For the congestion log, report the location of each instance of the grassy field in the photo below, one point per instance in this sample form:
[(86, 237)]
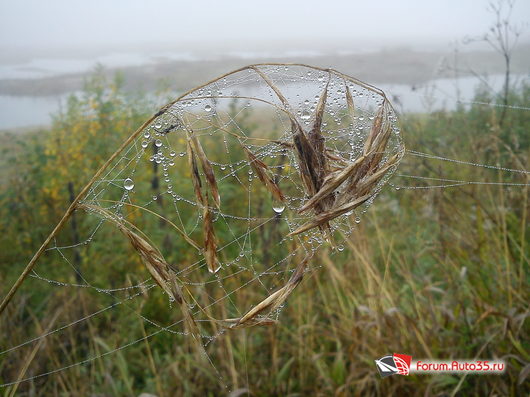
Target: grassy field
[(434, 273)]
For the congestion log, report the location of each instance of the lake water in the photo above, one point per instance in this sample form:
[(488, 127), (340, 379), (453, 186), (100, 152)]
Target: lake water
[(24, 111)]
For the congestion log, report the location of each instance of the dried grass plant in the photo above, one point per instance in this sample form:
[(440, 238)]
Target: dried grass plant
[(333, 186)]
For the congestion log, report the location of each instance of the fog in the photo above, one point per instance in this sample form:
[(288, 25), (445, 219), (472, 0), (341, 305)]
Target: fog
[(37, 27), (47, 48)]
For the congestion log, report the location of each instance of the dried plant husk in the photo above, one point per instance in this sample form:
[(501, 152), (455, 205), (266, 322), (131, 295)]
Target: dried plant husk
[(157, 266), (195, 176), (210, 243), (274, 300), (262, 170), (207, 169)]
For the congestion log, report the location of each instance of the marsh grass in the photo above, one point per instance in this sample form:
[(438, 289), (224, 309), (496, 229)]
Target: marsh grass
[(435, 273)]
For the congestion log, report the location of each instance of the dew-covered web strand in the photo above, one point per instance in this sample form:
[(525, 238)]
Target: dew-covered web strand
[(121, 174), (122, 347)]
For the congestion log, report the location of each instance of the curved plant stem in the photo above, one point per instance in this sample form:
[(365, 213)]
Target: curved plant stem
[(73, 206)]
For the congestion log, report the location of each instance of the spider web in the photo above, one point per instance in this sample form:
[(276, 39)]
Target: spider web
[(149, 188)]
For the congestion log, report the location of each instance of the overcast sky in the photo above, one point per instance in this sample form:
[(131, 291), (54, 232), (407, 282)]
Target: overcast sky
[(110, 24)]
+--
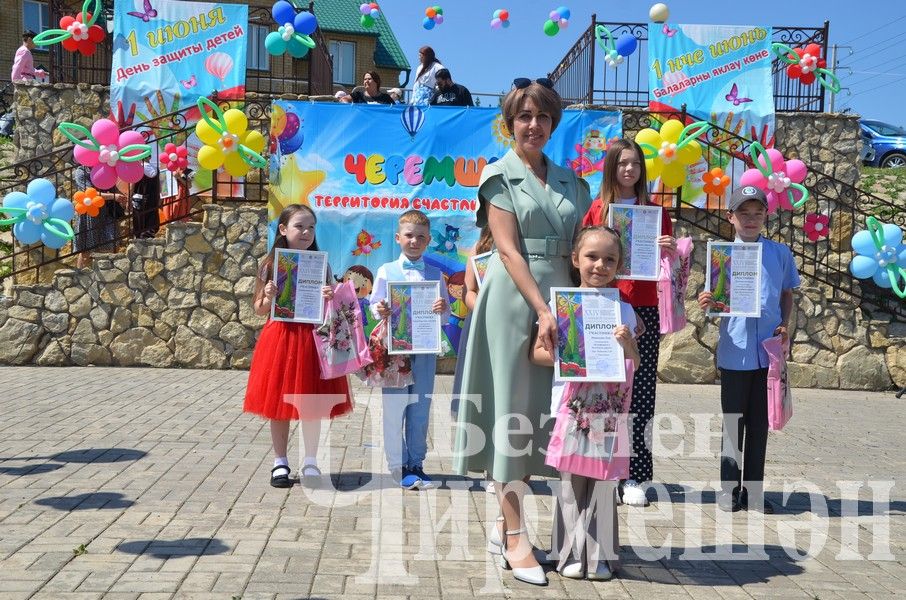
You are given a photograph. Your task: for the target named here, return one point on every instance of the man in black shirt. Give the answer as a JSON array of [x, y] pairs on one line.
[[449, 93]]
+--
Instruction:
Please count the lines in the data above that contain the string "dried", matching case exactly, and reply with only that number.

Result for this exercise:
4